• Exercise directions:
How many lines of the material below contain the word "task"? Reply with the number alone.

• Records for processing:
━━━━━━━━
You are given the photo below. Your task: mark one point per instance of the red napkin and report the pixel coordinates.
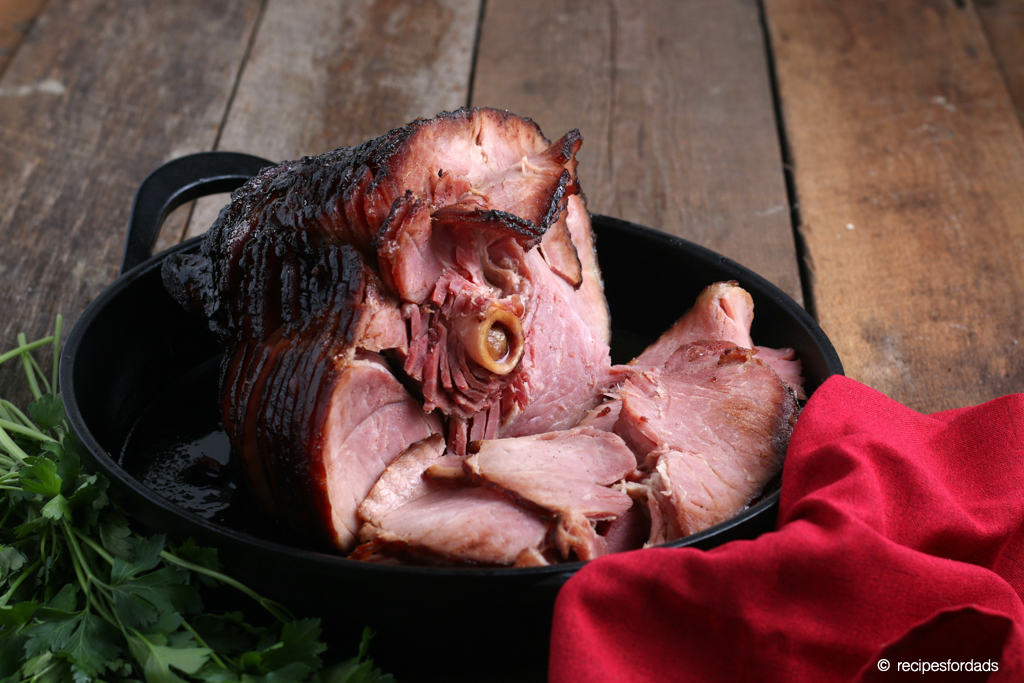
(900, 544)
━━━━━━━━
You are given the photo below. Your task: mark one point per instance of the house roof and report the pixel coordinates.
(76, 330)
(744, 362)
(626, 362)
━━━━━━━━
• Result for this exercise:
2